**Activity**: What are the lines below, starting at the line containing "107H283L300 122V97L293 90L285" and ending at the line containing "positive clicks: (188, 101) (191, 105)"? Write them out exactly, ends included, without pictures.

=== Begin Enclosure ===

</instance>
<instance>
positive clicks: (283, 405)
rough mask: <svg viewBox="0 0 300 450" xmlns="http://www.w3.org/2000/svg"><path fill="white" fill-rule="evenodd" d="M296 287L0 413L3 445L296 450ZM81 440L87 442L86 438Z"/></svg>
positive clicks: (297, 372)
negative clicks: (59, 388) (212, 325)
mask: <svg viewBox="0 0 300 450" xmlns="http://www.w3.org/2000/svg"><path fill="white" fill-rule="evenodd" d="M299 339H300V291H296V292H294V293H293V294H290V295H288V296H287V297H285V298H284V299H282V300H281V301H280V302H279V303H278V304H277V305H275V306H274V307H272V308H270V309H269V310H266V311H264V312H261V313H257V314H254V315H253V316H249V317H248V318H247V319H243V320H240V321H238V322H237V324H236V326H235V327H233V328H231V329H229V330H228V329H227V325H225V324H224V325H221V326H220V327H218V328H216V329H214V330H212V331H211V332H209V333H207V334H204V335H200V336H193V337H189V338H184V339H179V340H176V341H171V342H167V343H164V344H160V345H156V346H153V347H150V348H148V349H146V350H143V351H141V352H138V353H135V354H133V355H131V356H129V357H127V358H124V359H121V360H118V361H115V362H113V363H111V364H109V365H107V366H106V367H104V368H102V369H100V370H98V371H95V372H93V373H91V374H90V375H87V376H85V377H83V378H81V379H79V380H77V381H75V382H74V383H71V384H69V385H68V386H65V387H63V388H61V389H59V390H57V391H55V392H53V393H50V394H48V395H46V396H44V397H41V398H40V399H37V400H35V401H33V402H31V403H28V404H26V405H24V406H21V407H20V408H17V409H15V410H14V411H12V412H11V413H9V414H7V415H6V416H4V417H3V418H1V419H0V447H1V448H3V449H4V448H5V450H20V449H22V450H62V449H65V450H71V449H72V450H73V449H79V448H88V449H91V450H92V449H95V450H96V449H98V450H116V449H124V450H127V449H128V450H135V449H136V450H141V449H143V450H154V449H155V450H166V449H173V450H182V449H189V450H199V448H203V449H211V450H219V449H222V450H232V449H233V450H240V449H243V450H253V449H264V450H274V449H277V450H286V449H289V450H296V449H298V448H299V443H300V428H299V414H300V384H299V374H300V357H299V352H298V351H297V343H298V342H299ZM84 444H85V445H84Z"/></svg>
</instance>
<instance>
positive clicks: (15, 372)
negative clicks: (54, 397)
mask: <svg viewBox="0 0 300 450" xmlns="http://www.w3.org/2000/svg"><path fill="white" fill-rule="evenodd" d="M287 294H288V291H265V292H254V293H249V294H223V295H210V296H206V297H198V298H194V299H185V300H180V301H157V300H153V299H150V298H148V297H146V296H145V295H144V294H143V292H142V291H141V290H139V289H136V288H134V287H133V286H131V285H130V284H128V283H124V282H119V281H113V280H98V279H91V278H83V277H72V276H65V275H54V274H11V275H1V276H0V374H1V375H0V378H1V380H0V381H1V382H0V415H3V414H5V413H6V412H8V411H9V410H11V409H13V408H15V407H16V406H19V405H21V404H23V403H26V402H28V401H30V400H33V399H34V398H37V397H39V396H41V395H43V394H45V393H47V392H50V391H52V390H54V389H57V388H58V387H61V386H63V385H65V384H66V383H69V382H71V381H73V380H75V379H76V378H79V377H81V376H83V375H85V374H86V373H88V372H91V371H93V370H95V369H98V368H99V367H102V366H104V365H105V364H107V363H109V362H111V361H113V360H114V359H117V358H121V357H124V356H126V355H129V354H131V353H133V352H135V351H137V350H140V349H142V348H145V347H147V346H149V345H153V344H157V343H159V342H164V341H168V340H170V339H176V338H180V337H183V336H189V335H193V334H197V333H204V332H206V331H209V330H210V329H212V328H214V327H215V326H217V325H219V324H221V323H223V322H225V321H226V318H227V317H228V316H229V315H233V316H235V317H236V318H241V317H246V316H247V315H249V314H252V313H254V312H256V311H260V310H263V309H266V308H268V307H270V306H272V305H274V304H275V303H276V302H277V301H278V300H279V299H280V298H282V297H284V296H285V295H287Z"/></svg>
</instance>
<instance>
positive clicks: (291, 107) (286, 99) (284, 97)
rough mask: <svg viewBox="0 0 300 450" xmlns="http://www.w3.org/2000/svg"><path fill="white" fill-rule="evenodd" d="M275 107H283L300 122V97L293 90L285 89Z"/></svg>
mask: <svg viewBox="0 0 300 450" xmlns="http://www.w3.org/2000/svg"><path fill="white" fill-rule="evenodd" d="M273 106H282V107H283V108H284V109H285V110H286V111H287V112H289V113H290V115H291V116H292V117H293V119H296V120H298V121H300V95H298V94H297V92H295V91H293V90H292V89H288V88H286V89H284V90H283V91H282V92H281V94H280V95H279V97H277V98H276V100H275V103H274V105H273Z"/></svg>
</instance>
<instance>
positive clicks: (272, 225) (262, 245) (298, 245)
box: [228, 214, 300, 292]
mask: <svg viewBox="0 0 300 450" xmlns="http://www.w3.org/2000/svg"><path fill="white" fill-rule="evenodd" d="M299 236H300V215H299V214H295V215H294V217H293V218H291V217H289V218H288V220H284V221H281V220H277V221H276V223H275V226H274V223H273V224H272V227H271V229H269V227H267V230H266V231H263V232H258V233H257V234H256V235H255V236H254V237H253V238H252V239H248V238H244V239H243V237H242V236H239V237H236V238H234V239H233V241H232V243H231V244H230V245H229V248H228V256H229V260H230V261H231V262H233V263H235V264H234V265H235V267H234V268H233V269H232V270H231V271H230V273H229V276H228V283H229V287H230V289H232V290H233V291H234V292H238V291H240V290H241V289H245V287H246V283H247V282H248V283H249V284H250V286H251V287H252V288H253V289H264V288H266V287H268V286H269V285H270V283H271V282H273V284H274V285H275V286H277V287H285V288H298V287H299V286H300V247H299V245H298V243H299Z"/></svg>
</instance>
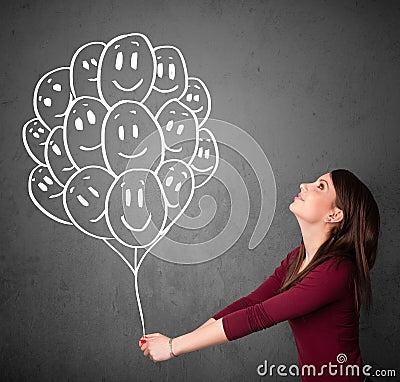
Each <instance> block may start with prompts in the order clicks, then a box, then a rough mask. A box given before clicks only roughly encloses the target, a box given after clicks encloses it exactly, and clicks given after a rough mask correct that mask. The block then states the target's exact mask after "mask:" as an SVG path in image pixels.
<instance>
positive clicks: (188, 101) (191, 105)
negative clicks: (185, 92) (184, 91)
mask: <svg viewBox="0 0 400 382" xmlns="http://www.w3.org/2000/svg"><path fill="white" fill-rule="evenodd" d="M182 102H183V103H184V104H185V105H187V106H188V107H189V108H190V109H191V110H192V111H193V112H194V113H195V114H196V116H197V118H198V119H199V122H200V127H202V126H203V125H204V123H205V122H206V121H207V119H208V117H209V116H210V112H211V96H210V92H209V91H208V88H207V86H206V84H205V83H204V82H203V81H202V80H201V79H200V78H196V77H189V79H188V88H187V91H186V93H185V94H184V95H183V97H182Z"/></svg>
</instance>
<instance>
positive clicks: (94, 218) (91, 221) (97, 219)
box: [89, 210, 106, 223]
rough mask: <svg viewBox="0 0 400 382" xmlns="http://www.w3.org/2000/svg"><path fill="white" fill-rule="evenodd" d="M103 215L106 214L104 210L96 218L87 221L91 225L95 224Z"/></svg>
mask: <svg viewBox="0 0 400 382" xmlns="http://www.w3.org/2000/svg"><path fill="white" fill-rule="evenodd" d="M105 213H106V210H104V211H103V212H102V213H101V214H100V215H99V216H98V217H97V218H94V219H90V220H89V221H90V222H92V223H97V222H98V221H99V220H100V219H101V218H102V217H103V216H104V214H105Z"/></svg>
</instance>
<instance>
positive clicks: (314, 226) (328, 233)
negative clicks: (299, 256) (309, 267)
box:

=== End Enclosure ===

**Output for this exercise**:
rough mask: <svg viewBox="0 0 300 450" xmlns="http://www.w3.org/2000/svg"><path fill="white" fill-rule="evenodd" d="M275 107H283L300 122V97L293 90L285 89Z"/></svg>
mask: <svg viewBox="0 0 300 450" xmlns="http://www.w3.org/2000/svg"><path fill="white" fill-rule="evenodd" d="M273 106H282V107H283V108H284V109H285V110H286V111H287V112H289V113H290V115H291V116H292V117H293V119H296V120H298V121H300V95H298V94H297V92H295V91H293V90H292V89H288V88H286V89H284V90H283V91H282V92H281V94H280V95H279V97H277V98H276V100H275V103H274V105H273Z"/></svg>
</instance>
<instance>
positive clicks: (272, 225) (262, 245) (298, 245)
box: [228, 214, 300, 292]
mask: <svg viewBox="0 0 300 450" xmlns="http://www.w3.org/2000/svg"><path fill="white" fill-rule="evenodd" d="M299 236H300V215H299V214H295V215H294V217H293V218H291V217H289V218H288V220H284V221H281V220H277V221H276V223H275V226H274V223H273V224H272V227H271V229H269V227H267V230H266V231H263V232H258V233H257V234H256V235H255V236H254V237H253V238H252V239H248V238H244V239H243V237H242V236H239V237H236V238H234V239H233V241H232V243H231V244H230V245H229V248H228V256H229V260H230V261H231V262H233V263H235V264H234V265H235V267H234V268H233V269H232V270H231V271H230V273H229V276H228V283H229V287H230V289H232V290H233V291H234V292H238V291H240V290H241V289H245V287H246V283H247V282H248V283H249V284H250V286H251V287H252V288H253V289H264V288H266V287H268V286H269V285H270V283H271V282H273V284H274V285H275V286H277V287H285V288H298V287H299V286H300V247H299V245H298V243H299Z"/></svg>
</instance>
Each <instance> block may start with prompts in the order clicks, then a box, then a rough mask. A box given before clicks only roughly encloses the target, a box given after clicks encloses it exactly, and clicks given after a rough mask correct that mask. The block then states the target's exact mask after "mask:" as an SVG path in image pixels.
<instance>
positive clicks: (188, 101) (191, 105)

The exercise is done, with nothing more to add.